Gösterilen metin:
>>>>

“Elini vicdanına koy”, “Vicdanının sesini dinle”, “Vicdan azabı çekmek” gibi deyişler, yaşamın ahlaki alanıyla ilgili olarak günlük konuşmalarımızda sık sık geçer, öyle değil mi?
“Kişiyi kendi davranışlarıyla ilgili olarak bir yargıda bulunmaya yönelten, kişinin kendi ahlak değerleri üzerinde dolaysız ve kendiliğinden yargılama yapmasını sağlayan, kişiye doğruyu ve iyiyi yapma yükümünü de yükleyen içsel güç” diye tanımlıyor sözlükler vicdanı.
İnsan beyni doğduğunda henüz “işletim sistemi” olmayan biyolojik bir bilgisayardır aslında.
Büyüdükçe kendisine hangi kural ve tanımlamalar yüklenirse, dünyayı ve olayları o çerçeveden değerlendirmeye başlıyor.

<<<<

Yönerge: Vicdanla ilgili metnin "İnsan beyni doğduğunda" sözlerinden "çerçeveden değerlendirmeye başlıyor." sözlerine kadar uzanan bölümünü, "kural" yerine "ilke" adını koyarak yeniden yazın. Kayıtlara gerek yoktur.

Veri kesiti:
>>>>

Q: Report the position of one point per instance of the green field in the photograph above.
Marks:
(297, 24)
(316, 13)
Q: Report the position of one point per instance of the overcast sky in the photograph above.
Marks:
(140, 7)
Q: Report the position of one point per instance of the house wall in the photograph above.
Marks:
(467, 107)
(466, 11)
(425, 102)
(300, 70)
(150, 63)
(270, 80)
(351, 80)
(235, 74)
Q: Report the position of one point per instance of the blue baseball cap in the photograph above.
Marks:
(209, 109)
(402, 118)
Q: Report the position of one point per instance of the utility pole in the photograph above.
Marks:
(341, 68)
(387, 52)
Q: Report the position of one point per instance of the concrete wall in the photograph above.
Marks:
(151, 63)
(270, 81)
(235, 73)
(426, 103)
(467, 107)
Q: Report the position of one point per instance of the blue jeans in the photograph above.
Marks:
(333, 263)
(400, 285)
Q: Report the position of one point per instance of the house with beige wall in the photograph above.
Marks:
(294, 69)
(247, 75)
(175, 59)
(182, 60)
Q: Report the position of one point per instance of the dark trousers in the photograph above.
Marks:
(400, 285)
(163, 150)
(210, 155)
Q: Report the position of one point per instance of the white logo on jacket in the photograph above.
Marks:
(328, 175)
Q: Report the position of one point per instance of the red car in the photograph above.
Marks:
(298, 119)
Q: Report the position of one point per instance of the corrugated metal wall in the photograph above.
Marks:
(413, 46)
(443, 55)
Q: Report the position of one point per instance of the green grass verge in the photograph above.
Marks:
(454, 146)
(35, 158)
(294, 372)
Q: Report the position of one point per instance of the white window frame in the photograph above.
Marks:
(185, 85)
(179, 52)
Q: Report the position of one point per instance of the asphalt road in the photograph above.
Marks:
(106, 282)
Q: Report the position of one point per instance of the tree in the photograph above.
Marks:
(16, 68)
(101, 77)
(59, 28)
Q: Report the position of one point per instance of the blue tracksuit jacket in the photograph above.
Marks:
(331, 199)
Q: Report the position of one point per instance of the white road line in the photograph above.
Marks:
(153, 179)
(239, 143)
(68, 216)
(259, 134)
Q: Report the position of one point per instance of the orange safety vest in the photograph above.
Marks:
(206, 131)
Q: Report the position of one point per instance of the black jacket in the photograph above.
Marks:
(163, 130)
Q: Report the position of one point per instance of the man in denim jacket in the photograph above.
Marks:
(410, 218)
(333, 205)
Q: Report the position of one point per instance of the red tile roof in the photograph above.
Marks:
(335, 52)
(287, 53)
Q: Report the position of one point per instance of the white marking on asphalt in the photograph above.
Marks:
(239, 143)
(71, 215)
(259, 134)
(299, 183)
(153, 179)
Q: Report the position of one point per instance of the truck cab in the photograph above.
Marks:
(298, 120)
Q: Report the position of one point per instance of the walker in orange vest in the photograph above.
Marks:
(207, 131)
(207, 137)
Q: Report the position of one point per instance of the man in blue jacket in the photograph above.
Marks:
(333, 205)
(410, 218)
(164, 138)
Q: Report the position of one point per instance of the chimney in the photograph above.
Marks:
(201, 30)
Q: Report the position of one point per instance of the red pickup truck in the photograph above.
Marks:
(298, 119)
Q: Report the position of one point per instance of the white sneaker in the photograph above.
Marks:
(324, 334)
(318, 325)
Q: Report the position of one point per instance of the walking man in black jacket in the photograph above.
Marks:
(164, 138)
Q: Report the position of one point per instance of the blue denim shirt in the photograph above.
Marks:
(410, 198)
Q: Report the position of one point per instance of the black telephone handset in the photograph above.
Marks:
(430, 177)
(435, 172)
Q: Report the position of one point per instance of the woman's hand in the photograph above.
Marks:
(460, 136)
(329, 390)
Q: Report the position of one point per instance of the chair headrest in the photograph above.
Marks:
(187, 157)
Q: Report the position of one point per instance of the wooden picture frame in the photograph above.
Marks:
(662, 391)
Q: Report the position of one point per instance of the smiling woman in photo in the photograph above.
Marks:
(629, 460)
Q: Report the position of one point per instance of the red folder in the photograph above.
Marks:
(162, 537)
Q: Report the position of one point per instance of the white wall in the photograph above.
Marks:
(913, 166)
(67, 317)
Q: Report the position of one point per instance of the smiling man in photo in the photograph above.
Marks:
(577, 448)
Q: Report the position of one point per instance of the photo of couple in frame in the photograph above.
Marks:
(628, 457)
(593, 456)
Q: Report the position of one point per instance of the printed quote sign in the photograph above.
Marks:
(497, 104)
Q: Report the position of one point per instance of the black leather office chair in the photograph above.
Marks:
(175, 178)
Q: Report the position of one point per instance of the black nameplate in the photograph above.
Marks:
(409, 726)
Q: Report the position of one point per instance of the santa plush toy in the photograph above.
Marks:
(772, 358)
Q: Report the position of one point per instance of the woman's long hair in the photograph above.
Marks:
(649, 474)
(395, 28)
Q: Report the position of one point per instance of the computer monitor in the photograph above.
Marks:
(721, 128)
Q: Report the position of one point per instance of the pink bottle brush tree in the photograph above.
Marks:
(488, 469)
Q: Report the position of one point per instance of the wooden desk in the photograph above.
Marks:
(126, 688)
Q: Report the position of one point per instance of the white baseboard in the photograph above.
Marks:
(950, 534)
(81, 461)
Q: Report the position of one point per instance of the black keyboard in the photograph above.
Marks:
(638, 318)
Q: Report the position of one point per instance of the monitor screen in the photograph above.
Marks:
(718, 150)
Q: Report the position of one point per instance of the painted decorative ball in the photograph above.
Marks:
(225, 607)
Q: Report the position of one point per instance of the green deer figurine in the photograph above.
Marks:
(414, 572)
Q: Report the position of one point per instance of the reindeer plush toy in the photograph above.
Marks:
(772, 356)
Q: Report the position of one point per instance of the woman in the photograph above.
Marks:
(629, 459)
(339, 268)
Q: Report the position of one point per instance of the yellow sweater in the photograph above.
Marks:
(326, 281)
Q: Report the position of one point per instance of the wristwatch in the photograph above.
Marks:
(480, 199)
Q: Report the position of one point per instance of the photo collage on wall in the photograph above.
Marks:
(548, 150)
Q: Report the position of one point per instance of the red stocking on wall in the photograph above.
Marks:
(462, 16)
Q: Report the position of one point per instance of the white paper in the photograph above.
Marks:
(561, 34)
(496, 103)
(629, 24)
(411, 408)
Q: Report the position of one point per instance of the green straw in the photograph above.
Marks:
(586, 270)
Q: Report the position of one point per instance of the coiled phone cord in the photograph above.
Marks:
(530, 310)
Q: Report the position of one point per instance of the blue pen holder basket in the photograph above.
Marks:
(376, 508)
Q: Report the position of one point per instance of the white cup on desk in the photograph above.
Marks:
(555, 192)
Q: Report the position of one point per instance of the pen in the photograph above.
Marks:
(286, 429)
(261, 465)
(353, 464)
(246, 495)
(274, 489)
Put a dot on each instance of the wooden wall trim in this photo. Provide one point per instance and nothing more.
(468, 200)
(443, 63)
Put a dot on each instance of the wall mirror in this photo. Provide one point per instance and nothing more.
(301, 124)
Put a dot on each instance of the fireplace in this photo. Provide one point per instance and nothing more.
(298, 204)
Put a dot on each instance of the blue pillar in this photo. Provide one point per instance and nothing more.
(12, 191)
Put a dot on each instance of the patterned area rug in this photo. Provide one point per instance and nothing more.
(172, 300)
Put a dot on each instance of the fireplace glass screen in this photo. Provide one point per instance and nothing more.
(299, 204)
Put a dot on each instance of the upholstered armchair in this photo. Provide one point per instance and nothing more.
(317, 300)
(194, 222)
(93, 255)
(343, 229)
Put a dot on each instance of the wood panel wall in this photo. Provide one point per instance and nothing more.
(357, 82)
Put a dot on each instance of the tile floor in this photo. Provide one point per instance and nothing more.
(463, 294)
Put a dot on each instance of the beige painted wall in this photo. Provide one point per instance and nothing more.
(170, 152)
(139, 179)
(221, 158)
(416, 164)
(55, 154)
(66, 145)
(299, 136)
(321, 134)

<<<<

Yanıt:
İnsan beyni doğduğunda henüz “işletim sistemi” olmayan biyolojik bir bilgisayardır aslında.
Büyüdükçe kendisine hangi ilke ve tanımlamalar yüklenirse, dünyayı ve olayları o çerçeveden değerlendirmeye başlıyor.